▸ **Work instruction**
Look through the records below for the line with "[(387, 192), (191, 333), (249, 310)]" and the line with "house window, imagine", then return those lines and all lines between, exactly.

** Data follows **

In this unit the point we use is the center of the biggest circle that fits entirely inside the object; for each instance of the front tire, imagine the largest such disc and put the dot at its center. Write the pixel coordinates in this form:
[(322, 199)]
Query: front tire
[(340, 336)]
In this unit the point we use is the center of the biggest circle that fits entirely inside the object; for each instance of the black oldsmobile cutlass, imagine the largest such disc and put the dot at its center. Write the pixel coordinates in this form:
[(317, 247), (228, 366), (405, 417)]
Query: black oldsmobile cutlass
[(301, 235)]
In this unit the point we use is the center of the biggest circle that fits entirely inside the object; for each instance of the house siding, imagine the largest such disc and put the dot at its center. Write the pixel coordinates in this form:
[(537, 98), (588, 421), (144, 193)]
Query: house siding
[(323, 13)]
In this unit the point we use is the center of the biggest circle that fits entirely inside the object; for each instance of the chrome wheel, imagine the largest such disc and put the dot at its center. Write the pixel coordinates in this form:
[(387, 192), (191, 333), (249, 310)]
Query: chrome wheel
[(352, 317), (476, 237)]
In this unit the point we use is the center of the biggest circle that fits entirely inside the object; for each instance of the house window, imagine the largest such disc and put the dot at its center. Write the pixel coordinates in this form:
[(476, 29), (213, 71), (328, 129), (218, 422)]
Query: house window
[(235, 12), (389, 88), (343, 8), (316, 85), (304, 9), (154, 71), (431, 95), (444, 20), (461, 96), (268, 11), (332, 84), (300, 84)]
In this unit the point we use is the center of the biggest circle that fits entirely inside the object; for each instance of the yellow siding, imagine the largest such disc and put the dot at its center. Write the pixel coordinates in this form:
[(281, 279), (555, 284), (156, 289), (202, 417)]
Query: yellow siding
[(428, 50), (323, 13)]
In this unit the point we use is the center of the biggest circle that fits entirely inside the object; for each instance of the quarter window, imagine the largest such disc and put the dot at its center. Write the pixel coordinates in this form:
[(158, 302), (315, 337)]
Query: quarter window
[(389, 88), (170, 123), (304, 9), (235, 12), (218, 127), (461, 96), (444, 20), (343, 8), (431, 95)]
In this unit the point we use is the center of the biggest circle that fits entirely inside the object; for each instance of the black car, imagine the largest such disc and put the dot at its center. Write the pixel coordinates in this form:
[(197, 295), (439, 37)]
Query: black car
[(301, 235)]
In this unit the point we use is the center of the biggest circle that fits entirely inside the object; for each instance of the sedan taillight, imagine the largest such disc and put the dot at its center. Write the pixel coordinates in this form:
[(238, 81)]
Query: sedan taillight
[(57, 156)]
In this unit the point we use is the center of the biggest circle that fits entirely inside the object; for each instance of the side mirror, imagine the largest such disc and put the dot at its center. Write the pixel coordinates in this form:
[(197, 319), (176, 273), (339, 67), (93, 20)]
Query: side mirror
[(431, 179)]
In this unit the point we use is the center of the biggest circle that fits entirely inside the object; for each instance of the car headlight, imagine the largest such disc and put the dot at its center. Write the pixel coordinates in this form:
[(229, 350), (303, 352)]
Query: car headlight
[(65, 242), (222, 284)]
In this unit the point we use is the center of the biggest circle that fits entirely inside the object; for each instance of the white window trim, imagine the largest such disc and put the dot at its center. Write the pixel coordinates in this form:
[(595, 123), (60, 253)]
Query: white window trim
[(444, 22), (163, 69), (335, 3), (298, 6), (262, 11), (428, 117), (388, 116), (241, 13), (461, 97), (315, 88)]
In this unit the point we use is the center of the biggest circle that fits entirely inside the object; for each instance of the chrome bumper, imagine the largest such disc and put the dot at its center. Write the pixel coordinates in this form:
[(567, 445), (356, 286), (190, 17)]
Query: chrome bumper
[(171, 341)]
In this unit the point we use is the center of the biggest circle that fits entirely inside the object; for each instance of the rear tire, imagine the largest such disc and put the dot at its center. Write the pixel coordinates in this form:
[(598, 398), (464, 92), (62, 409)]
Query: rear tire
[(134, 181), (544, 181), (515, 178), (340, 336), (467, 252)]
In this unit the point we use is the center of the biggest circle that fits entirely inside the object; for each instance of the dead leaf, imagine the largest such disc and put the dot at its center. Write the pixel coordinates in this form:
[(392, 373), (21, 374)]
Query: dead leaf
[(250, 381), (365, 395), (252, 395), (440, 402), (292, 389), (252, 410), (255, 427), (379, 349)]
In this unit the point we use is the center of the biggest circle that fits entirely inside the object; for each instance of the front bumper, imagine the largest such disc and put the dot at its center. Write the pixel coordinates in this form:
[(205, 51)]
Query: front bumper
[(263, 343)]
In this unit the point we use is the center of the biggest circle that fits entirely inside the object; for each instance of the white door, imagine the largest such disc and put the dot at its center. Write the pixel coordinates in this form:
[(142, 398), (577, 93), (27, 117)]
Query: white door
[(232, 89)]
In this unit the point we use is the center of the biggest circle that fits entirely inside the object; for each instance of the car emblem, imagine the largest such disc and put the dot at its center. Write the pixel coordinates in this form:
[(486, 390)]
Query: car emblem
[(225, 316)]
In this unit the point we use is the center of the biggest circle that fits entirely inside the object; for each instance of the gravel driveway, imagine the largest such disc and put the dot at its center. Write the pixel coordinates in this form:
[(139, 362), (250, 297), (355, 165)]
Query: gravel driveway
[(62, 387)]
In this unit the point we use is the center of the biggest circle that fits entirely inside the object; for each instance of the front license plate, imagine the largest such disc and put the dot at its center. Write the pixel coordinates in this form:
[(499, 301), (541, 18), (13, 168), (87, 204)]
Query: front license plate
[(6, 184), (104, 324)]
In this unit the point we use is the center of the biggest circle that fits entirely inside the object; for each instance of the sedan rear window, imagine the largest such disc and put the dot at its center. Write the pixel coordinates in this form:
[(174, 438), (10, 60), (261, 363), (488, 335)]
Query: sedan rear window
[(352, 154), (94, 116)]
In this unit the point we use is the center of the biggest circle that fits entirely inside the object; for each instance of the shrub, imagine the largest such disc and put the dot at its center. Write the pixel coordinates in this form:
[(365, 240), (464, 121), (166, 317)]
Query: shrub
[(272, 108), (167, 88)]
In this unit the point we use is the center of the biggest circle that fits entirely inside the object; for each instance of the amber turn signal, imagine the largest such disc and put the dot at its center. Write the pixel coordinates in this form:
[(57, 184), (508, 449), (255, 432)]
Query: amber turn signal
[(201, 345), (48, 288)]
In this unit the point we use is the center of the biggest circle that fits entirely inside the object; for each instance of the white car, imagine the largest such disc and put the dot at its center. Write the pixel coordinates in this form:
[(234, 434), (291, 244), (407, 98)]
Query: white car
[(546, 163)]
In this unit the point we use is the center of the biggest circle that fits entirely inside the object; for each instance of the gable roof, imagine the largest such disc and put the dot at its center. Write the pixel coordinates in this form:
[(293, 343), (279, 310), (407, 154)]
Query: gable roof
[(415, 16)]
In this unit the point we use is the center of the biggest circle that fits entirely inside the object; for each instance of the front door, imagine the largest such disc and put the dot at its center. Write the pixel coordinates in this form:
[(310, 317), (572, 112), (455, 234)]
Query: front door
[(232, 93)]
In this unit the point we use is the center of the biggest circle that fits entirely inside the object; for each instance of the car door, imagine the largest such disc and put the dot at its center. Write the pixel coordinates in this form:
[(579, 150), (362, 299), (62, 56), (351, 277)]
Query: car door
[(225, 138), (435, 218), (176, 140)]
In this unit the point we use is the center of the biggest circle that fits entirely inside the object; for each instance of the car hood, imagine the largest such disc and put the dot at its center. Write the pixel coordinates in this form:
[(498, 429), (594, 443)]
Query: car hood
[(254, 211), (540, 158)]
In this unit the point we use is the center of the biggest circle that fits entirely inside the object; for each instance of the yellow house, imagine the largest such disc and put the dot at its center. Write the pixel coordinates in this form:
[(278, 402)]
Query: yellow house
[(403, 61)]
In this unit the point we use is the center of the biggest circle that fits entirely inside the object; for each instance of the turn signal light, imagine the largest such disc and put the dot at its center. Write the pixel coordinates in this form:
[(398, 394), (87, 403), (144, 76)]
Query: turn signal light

** End of Data **

▸ **Solution for this problem**
[(387, 192), (191, 333), (249, 310)]
Query: chrome wheel
[(352, 317), (476, 237)]
In this unit the point we use is the center of the biggest circle that fits entirely inside the object; for each instance of the house window, imagine the largest such disc and put the dot at its center. Write the pixel coordinates in this form:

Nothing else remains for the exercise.